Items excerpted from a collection
━━━━━━

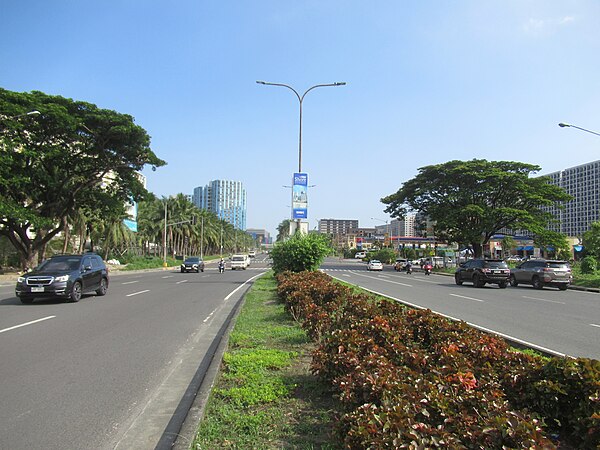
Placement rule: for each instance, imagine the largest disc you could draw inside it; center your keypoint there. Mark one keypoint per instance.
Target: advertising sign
(300, 196)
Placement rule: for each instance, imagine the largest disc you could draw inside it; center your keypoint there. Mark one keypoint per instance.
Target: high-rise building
(583, 184)
(337, 226)
(227, 199)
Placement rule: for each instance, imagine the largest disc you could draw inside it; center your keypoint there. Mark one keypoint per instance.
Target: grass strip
(265, 396)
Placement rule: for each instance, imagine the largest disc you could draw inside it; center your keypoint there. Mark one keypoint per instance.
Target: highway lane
(108, 371)
(565, 322)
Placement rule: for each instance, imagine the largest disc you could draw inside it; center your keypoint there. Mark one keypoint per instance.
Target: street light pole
(300, 101)
(562, 125)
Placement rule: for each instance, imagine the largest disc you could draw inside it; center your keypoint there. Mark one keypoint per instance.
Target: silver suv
(542, 272)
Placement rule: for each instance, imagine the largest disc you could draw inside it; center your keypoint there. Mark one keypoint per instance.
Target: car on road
(483, 271)
(239, 262)
(64, 276)
(374, 264)
(542, 272)
(400, 264)
(192, 264)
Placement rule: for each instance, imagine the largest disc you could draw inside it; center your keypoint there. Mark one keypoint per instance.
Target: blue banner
(300, 196)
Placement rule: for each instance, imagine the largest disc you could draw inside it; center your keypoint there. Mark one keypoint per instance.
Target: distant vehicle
(542, 272)
(66, 276)
(375, 265)
(239, 262)
(400, 264)
(192, 264)
(483, 271)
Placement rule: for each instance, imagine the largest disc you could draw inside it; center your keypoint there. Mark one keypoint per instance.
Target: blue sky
(428, 82)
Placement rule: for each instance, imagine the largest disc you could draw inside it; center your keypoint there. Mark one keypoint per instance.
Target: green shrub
(589, 265)
(299, 253)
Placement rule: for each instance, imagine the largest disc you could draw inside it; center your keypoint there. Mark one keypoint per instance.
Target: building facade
(227, 199)
(583, 184)
(337, 226)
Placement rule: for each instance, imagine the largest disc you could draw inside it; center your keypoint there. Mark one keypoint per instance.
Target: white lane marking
(544, 300)
(487, 330)
(27, 323)
(210, 315)
(381, 279)
(137, 293)
(242, 285)
(468, 298)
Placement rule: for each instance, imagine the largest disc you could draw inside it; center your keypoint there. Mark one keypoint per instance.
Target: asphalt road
(560, 322)
(108, 372)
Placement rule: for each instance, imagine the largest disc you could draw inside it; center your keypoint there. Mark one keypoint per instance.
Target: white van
(239, 262)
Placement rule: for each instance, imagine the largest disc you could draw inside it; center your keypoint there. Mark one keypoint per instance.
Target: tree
(73, 156)
(470, 201)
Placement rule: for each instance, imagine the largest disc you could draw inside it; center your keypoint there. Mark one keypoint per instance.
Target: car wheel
(103, 288)
(477, 281)
(76, 292)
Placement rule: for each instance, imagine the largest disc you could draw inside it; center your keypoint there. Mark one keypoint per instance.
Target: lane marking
(137, 293)
(380, 279)
(468, 298)
(242, 285)
(27, 323)
(544, 300)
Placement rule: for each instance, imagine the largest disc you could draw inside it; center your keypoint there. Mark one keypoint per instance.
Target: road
(108, 372)
(563, 322)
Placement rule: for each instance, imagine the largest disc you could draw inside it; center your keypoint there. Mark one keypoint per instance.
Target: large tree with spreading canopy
(69, 158)
(470, 201)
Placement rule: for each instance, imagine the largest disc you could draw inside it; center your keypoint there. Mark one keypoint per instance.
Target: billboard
(300, 196)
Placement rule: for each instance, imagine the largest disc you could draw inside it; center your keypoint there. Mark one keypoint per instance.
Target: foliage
(470, 201)
(591, 240)
(589, 265)
(299, 253)
(72, 158)
(412, 378)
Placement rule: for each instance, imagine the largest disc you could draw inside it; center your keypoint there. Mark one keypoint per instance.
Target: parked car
(192, 264)
(400, 264)
(374, 265)
(65, 276)
(239, 262)
(542, 272)
(483, 271)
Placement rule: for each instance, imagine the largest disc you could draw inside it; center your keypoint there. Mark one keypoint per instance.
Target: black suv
(482, 271)
(67, 276)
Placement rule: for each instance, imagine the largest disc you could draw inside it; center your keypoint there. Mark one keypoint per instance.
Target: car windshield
(495, 265)
(59, 265)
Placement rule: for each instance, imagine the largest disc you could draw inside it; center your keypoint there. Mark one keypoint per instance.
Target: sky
(427, 82)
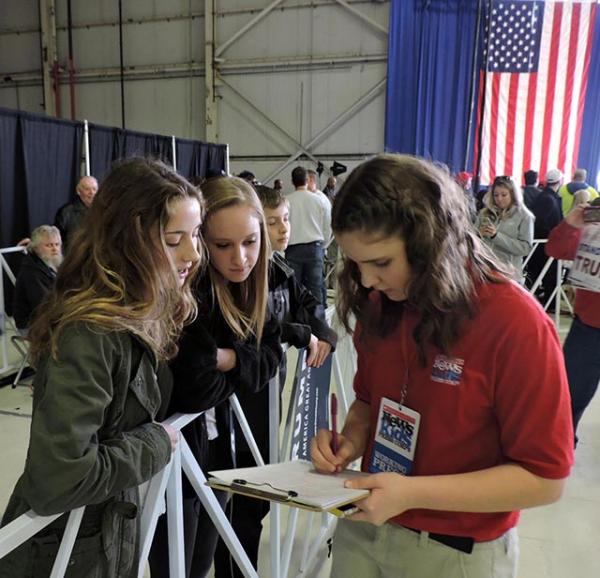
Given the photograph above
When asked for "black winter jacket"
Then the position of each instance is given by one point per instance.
(199, 385)
(34, 280)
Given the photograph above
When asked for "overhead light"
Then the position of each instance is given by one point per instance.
(337, 168)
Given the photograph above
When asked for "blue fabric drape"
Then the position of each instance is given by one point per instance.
(589, 144)
(430, 76)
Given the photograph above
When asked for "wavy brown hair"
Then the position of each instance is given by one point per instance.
(117, 275)
(243, 305)
(419, 202)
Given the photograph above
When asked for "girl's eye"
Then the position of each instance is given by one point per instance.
(383, 264)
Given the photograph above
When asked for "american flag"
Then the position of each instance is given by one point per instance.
(533, 85)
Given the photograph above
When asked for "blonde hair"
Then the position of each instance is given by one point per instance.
(243, 305)
(116, 277)
(580, 197)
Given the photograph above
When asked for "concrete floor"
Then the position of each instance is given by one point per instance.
(557, 541)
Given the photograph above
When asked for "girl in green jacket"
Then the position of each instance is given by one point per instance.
(121, 298)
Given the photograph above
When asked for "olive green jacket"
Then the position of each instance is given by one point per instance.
(93, 440)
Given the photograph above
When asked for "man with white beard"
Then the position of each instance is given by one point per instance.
(37, 273)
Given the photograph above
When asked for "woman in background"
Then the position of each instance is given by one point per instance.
(506, 225)
(458, 429)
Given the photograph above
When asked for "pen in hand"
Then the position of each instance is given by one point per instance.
(333, 409)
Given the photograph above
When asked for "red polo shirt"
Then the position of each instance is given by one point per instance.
(508, 401)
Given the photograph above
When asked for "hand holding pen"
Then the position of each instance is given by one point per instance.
(330, 451)
(333, 423)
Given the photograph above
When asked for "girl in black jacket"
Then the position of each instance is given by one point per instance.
(231, 347)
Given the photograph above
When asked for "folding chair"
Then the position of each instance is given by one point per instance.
(20, 344)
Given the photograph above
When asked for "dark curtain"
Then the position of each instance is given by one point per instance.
(589, 144)
(432, 46)
(52, 160)
(148, 145)
(104, 149)
(217, 157)
(195, 159)
(192, 159)
(39, 169)
(108, 145)
(13, 195)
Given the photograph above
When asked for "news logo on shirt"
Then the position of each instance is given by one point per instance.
(447, 369)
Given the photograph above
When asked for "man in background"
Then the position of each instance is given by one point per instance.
(69, 217)
(37, 274)
(329, 189)
(310, 221)
(567, 192)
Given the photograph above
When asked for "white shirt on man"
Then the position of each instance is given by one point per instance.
(310, 217)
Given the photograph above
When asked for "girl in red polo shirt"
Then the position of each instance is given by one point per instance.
(457, 425)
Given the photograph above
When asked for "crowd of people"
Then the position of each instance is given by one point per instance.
(171, 297)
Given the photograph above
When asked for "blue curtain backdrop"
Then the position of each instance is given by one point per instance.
(430, 79)
(589, 144)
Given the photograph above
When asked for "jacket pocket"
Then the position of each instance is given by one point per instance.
(120, 534)
(88, 558)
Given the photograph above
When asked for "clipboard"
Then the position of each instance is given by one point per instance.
(295, 484)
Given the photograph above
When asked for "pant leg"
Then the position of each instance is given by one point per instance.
(583, 366)
(206, 540)
(353, 549)
(158, 557)
(246, 515)
(390, 551)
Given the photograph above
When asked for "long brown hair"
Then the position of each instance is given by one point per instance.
(117, 275)
(243, 305)
(419, 202)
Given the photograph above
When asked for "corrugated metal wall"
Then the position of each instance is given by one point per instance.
(307, 69)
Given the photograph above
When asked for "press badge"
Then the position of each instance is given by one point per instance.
(395, 438)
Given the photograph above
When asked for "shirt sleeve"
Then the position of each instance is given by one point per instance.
(531, 398)
(361, 385)
(69, 464)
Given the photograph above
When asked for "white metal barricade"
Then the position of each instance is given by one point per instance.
(169, 481)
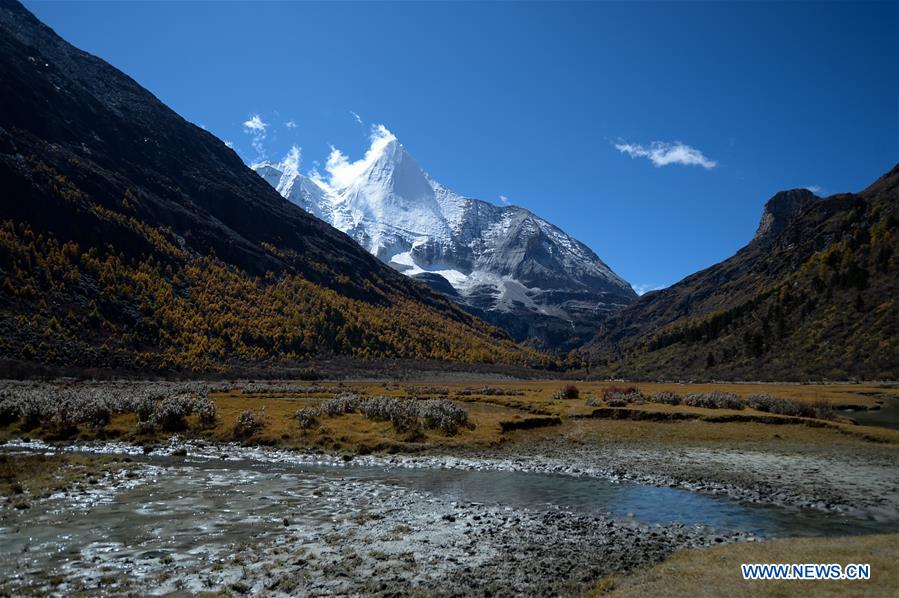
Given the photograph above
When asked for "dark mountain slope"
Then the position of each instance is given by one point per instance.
(130, 237)
(813, 295)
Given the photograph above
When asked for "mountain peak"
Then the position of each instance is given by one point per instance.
(778, 212)
(503, 262)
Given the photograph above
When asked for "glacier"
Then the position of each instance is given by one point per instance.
(503, 263)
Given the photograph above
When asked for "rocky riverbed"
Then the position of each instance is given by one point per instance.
(193, 517)
(179, 525)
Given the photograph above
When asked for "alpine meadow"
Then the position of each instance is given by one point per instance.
(641, 338)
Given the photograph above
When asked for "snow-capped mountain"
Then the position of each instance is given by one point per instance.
(502, 262)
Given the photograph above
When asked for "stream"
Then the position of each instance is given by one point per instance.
(179, 524)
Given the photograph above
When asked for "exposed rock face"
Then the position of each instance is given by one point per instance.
(812, 295)
(502, 262)
(779, 210)
(176, 255)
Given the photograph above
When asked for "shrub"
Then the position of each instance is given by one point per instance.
(309, 373)
(666, 398)
(378, 408)
(769, 404)
(569, 391)
(9, 411)
(170, 413)
(341, 404)
(144, 407)
(404, 416)
(97, 414)
(204, 407)
(443, 415)
(248, 423)
(307, 417)
(618, 391)
(622, 395)
(714, 400)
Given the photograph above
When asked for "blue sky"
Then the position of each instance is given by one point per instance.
(555, 106)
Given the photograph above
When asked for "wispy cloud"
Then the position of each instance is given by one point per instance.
(256, 129)
(663, 153)
(642, 289)
(340, 171)
(291, 162)
(255, 124)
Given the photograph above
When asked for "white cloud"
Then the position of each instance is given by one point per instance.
(256, 128)
(255, 124)
(662, 153)
(341, 172)
(291, 162)
(642, 289)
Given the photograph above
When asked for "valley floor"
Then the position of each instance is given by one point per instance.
(312, 511)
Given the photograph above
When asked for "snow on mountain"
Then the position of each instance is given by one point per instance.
(503, 262)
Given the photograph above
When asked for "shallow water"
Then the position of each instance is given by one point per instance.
(195, 509)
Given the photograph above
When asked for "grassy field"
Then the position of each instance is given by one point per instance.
(498, 411)
(716, 571)
(28, 477)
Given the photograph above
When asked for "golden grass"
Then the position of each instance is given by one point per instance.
(354, 433)
(716, 571)
(23, 477)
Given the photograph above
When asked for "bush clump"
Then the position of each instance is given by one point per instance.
(341, 404)
(443, 415)
(618, 396)
(307, 417)
(170, 414)
(569, 391)
(769, 404)
(248, 422)
(714, 400)
(665, 398)
(204, 407)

━━━━━━

Tally the lines of the items above that contain the string "marking". Give only the number.

[COMPLETED TASK]
2